[[ DATA SECTION, beginning ]]
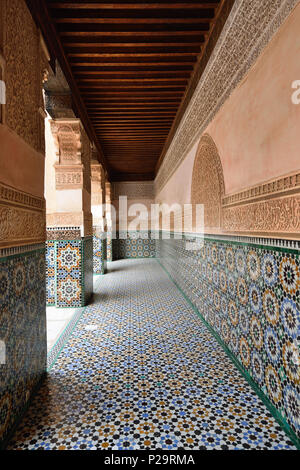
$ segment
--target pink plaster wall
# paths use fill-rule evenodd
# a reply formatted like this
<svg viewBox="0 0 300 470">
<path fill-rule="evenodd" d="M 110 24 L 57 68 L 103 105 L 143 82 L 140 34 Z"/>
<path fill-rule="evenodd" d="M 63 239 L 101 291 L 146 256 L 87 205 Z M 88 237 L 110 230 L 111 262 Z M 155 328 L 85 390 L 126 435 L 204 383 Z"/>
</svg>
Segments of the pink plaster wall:
<svg viewBox="0 0 300 470">
<path fill-rule="evenodd" d="M 0 181 L 37 197 L 44 197 L 45 158 L 9 127 L 0 124 Z"/>
<path fill-rule="evenodd" d="M 172 205 L 191 202 L 192 174 L 197 147 L 198 142 L 189 151 L 160 193 L 156 195 L 157 203 Z"/>
<path fill-rule="evenodd" d="M 299 31 L 300 4 L 205 130 L 219 150 L 226 194 L 300 167 L 300 105 L 291 100 L 300 80 Z M 190 189 L 193 160 L 189 152 L 158 200 L 190 202 L 180 187 Z"/>
</svg>

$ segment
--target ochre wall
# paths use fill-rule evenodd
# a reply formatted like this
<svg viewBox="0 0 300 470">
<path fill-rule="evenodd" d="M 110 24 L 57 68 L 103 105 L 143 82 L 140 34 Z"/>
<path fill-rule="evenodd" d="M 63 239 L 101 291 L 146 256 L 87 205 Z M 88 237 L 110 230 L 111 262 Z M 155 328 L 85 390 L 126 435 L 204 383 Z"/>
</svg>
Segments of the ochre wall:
[[ DATA SECTION, end ]]
DIRECTIONS => The records above must be repeated exactly, minus their pictures.

OUTPUT =>
$ segment
--target pink plaster wall
# paths use fill-rule evenodd
# a reply formatted like this
<svg viewBox="0 0 300 470">
<path fill-rule="evenodd" d="M 110 24 L 57 68 L 103 105 L 143 82 L 140 34 Z"/>
<path fill-rule="evenodd" d="M 63 239 L 101 291 L 146 256 L 87 205 Z M 88 237 L 110 230 L 111 262 Z M 155 328 L 85 390 L 126 435 L 204 383 Z"/>
</svg>
Segments of the pink plaster wall:
<svg viewBox="0 0 300 470">
<path fill-rule="evenodd" d="M 0 181 L 37 197 L 44 197 L 45 158 L 9 127 L 0 124 Z"/>
<path fill-rule="evenodd" d="M 172 205 L 191 202 L 192 174 L 197 147 L 198 142 L 189 151 L 160 193 L 156 195 L 157 203 Z"/>
<path fill-rule="evenodd" d="M 299 31 L 300 4 L 205 130 L 219 150 L 226 194 L 300 167 L 300 105 L 291 100 L 300 80 Z M 190 189 L 193 160 L 189 152 L 158 200 L 190 202 L 180 187 Z"/>
</svg>

$ segment
--target ochre wall
# paths use fill-rule evenodd
# a reply formatted like this
<svg viewBox="0 0 300 470">
<path fill-rule="evenodd" d="M 110 24 L 57 68 L 103 105 L 143 82 L 140 34 Z"/>
<path fill-rule="evenodd" d="M 63 239 L 101 291 L 146 256 L 87 205 Z M 88 237 L 110 230 L 111 262 Z M 155 328 L 85 390 L 126 435 L 204 383 Z"/>
</svg>
Segments of the ochre wall:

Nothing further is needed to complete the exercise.